What to do —
Reproduce the records from the line with "Annotation task — tag each instance of the dark" to the line with "pixel 374 403", both lines included, and raise every pixel coordinate in the answers by 33. Copy the other lines unchanged, including the numbers in the requests and their format samples, and leave out everything outside that span.

^^^^^^^^^^^^^^^^

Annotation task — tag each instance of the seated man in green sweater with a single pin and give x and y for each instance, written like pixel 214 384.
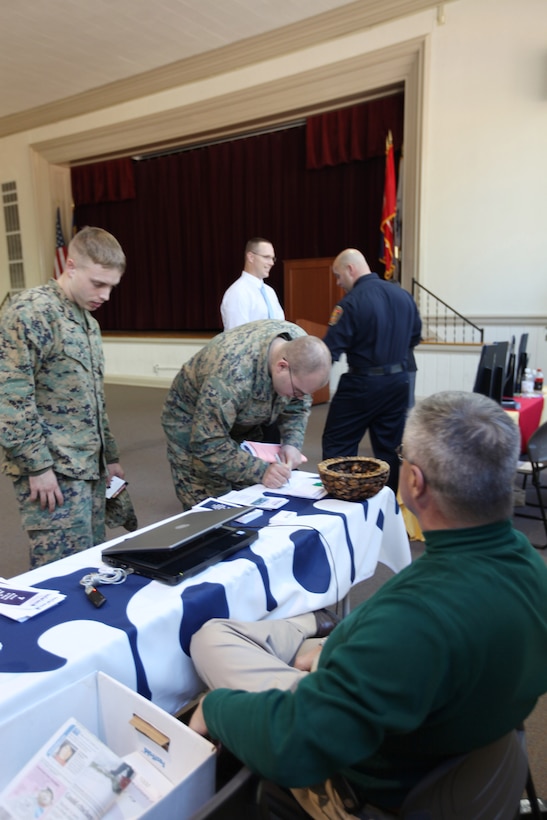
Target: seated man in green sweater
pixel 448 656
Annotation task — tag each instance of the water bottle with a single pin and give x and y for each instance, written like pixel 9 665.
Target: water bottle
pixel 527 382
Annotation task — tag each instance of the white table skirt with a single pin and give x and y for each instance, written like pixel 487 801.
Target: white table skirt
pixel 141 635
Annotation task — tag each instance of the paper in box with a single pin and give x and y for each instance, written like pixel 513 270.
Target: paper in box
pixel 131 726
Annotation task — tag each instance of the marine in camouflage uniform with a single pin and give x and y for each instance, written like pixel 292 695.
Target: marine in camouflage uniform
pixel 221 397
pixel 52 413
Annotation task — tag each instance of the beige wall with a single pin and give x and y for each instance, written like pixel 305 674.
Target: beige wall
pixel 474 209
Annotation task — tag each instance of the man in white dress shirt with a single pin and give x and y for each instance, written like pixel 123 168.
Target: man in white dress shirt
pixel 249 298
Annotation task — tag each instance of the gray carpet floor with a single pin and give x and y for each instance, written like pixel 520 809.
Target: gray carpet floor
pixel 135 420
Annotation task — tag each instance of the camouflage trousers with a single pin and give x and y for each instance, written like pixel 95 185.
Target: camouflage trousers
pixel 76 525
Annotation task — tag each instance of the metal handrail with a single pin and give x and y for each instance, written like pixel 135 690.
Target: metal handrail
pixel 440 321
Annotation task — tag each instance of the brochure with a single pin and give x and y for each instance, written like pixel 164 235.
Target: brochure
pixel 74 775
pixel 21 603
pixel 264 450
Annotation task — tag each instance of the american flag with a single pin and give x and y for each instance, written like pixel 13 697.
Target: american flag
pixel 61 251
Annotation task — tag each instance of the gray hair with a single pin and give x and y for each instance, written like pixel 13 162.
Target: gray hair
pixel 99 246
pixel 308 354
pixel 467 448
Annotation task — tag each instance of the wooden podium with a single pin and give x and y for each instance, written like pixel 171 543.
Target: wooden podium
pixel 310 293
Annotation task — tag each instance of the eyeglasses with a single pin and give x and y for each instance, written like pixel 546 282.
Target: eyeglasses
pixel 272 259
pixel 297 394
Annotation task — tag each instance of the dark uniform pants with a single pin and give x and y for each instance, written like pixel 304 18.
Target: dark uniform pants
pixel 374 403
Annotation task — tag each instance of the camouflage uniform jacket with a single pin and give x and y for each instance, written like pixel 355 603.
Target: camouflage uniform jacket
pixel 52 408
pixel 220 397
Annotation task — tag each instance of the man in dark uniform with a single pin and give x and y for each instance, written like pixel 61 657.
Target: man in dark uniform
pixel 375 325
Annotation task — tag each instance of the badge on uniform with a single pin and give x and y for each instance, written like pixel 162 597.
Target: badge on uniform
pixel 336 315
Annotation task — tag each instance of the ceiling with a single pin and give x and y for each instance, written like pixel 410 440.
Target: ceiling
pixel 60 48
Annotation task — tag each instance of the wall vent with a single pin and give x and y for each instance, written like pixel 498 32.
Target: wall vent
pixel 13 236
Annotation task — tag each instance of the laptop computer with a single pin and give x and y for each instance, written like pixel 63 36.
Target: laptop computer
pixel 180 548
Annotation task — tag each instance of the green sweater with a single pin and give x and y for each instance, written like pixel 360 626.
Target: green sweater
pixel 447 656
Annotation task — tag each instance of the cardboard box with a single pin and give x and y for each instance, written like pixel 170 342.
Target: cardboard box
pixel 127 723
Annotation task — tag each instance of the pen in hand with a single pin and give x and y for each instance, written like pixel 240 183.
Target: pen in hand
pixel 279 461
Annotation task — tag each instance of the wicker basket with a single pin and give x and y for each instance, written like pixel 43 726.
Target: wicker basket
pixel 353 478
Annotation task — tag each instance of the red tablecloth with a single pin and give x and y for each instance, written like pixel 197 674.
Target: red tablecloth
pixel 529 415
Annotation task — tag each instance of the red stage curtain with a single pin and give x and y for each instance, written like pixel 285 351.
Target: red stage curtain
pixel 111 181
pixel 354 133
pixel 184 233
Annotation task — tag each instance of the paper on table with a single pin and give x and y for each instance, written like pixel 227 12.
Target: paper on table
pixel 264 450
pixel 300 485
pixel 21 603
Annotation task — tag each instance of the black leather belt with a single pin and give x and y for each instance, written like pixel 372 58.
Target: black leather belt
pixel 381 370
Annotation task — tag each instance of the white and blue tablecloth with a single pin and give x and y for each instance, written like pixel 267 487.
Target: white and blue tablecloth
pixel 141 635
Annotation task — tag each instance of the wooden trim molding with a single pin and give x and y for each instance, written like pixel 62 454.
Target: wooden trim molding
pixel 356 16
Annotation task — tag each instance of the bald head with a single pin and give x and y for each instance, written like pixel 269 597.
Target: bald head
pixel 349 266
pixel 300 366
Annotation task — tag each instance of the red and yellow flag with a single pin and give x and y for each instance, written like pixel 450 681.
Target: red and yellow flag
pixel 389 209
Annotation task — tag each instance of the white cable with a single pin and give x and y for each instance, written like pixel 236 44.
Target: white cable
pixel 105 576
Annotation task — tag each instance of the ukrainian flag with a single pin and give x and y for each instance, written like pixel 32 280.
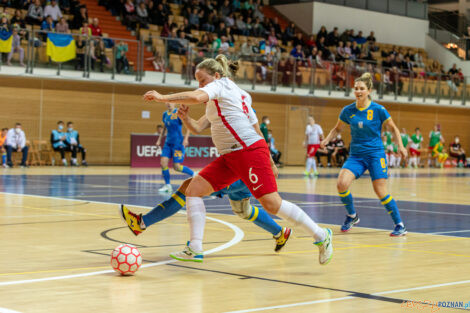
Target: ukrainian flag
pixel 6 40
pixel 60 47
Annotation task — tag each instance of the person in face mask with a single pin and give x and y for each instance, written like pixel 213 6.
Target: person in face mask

^^^^^^^^^^^^^^^^

Task result —
Annotation task — tag each instance of the dark uniform pants with a single pin and give x and y for each instance, written like pixel 304 18.
Target: dark uniform pants
pixel 407 436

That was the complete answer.